→ EXERCISE
Gather every line in the listing below that contains the word "player", and copy each one as it appears.

◇ ◇ ◇ ◇

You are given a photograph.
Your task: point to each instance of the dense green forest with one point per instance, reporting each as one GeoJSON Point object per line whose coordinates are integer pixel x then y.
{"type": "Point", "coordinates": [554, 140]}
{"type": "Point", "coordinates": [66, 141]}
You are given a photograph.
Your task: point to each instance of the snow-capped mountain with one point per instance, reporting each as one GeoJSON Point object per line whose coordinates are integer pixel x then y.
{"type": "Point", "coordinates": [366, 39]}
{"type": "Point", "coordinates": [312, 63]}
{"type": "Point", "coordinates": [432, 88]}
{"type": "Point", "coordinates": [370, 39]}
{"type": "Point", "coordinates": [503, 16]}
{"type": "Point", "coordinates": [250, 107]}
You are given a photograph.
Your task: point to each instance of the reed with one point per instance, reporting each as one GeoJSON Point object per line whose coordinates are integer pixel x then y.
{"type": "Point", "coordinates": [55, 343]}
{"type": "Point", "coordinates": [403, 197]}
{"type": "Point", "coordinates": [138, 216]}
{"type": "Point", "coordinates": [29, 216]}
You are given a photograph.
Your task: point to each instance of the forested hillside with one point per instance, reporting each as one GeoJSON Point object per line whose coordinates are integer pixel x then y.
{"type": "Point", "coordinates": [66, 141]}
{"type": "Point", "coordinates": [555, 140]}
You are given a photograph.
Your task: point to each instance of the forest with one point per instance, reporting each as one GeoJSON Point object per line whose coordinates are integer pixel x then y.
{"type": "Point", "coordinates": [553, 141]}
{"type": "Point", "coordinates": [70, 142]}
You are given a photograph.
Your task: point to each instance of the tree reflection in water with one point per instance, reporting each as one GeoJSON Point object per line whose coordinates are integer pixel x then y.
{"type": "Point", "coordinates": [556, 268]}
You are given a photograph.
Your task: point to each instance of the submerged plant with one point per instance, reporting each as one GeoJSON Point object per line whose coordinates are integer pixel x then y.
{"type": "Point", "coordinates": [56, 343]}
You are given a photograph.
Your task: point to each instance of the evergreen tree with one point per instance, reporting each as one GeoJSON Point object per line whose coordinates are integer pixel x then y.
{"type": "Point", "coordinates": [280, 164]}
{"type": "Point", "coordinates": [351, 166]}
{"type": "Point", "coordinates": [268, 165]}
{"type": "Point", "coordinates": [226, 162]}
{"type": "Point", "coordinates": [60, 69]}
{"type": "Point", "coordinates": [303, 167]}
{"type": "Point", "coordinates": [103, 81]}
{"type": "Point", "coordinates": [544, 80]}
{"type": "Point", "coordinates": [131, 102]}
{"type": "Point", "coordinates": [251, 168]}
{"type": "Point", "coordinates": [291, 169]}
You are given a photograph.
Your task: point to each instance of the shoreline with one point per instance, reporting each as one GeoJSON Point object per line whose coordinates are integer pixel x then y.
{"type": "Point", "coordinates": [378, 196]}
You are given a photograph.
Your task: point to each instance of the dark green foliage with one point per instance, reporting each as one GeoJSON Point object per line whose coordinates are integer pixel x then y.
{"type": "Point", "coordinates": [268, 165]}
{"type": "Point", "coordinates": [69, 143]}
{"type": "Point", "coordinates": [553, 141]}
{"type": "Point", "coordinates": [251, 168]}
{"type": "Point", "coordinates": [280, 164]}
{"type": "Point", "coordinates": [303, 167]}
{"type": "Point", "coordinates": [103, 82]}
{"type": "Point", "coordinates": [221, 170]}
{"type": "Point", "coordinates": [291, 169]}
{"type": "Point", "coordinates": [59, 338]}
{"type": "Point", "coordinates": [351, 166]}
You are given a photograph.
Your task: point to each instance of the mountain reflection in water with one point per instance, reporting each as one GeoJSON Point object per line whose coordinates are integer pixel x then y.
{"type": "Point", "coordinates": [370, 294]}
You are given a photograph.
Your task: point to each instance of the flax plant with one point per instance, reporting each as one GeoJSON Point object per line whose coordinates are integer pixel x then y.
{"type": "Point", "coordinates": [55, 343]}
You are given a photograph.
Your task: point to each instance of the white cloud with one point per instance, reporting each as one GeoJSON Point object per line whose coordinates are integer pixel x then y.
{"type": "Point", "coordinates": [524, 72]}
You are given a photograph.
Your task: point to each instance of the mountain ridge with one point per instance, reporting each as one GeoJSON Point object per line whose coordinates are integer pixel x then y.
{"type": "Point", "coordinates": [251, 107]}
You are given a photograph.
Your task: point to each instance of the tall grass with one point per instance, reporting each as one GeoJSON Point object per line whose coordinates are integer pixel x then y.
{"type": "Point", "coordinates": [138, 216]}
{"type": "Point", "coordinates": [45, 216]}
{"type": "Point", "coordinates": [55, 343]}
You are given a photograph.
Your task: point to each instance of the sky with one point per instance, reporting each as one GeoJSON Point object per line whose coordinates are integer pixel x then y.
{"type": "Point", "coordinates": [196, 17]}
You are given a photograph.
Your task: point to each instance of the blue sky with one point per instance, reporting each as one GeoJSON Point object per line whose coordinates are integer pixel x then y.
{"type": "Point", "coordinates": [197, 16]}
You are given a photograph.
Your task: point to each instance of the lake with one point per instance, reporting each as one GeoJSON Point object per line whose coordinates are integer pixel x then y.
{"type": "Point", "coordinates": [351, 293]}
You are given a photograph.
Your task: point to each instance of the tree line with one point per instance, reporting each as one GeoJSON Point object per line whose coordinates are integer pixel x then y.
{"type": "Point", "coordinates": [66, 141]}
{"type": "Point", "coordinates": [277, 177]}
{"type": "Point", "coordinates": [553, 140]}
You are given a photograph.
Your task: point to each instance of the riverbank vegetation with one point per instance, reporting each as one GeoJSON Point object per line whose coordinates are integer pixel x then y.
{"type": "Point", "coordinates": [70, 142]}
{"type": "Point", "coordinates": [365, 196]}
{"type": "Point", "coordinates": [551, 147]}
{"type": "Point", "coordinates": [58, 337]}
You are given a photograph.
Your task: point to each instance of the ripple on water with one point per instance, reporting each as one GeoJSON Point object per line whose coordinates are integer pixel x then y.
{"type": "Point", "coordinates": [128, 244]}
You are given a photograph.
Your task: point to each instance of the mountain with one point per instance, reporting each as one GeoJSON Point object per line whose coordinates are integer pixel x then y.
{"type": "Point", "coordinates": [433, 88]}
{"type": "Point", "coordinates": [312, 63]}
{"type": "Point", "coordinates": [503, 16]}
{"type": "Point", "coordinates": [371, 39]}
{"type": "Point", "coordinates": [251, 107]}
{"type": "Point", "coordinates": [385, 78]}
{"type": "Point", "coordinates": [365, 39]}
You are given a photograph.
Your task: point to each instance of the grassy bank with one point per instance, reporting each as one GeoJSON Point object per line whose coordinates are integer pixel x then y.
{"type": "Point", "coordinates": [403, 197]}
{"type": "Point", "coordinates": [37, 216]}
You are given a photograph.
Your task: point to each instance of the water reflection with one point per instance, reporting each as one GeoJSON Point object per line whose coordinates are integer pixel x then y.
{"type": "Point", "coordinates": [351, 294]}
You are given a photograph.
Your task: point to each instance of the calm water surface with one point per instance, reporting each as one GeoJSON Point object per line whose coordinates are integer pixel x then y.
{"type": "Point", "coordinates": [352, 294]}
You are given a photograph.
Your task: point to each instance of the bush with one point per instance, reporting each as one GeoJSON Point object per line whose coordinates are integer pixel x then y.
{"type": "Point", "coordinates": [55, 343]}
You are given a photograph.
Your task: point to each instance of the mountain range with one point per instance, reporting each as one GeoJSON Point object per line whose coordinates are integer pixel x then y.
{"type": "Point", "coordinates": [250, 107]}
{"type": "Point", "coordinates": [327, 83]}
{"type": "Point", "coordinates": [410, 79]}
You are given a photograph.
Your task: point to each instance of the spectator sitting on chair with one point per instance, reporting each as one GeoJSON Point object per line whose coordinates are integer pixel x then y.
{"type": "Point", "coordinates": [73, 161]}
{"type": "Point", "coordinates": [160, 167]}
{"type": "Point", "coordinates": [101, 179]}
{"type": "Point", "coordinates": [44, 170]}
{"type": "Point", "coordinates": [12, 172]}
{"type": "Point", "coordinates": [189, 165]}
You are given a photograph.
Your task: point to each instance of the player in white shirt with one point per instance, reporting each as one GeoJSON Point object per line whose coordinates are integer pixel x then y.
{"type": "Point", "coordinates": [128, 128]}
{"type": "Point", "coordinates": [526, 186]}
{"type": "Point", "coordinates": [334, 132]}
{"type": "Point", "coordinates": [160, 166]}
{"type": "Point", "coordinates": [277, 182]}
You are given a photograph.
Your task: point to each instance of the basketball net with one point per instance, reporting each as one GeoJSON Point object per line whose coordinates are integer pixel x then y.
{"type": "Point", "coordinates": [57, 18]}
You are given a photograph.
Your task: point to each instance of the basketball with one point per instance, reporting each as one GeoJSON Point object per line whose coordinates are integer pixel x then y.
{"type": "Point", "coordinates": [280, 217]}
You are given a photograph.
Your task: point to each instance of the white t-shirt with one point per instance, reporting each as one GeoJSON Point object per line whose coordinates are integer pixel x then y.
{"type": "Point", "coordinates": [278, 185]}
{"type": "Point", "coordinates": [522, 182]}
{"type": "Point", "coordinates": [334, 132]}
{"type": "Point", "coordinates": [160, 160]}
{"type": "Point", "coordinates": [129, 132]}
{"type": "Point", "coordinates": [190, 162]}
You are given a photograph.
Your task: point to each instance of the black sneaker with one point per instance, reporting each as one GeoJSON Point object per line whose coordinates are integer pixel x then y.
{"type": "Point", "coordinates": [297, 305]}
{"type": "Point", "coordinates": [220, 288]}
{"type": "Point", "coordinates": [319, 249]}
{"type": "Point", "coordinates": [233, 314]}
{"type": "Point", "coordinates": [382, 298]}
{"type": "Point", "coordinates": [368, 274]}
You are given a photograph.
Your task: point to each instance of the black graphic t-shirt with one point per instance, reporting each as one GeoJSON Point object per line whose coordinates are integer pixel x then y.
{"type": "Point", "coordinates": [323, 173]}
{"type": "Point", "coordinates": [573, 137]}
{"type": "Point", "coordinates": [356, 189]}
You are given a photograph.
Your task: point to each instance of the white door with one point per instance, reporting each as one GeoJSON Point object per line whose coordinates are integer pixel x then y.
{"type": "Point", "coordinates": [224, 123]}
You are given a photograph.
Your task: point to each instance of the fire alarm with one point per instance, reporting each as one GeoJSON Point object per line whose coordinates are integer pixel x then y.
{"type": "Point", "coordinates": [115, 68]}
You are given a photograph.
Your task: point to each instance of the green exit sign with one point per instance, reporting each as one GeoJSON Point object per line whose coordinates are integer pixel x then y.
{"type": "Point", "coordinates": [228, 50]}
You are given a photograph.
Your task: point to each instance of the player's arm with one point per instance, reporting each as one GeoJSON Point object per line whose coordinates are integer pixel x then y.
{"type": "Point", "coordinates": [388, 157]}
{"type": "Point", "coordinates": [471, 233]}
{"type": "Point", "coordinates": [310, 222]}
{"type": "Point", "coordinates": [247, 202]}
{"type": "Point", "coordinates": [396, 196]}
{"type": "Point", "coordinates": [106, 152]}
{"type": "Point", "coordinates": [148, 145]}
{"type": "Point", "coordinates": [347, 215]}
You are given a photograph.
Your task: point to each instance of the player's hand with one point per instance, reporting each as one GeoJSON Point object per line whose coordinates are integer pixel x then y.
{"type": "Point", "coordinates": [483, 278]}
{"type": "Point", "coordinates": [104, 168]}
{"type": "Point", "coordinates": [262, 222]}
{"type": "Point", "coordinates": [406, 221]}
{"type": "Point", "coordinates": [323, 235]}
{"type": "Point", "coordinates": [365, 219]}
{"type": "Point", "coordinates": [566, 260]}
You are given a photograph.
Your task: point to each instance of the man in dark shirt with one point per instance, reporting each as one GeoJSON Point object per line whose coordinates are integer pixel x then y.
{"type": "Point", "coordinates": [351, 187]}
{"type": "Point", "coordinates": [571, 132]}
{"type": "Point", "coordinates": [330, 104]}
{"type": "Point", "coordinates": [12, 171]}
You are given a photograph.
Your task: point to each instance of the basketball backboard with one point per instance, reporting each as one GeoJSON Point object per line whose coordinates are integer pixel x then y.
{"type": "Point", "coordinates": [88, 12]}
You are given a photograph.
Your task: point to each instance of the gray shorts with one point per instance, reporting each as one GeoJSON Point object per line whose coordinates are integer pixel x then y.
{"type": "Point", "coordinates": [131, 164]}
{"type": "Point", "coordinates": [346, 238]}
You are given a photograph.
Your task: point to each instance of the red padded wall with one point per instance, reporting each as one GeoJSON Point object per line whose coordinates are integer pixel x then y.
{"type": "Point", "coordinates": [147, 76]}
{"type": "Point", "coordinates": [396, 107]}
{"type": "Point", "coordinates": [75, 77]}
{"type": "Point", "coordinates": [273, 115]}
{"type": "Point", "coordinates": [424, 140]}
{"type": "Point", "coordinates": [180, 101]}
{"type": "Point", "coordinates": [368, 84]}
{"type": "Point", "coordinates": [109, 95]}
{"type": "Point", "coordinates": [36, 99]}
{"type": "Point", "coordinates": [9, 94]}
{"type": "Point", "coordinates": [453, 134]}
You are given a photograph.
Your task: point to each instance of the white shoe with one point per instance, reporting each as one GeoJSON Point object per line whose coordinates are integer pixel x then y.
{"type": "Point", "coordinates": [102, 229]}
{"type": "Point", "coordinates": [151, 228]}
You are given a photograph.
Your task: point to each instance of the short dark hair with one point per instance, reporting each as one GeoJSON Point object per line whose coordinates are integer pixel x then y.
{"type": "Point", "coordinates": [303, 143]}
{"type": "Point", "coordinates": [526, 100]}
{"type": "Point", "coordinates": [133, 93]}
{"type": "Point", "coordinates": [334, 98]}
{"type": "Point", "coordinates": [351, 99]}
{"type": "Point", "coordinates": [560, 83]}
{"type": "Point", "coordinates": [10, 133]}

◇ ◇ ◇ ◇

→ FINISHED ANSWER
Your task: point to each instance of the player in white shirt with one point per instance, reporting each as one GeoJSON Point object per line whose coordinates are integer pixel x then y.
Your task: point to each instance of the player's arm with one point per instance, reporting each as one GeoJSON Point object per line whose coordinates are integer pixel x then y.
Your task: point to each instance of the player's hand with one point per instance, reporting each as one GeoJSON Point object per line whose coordinates are integer pixel x then y.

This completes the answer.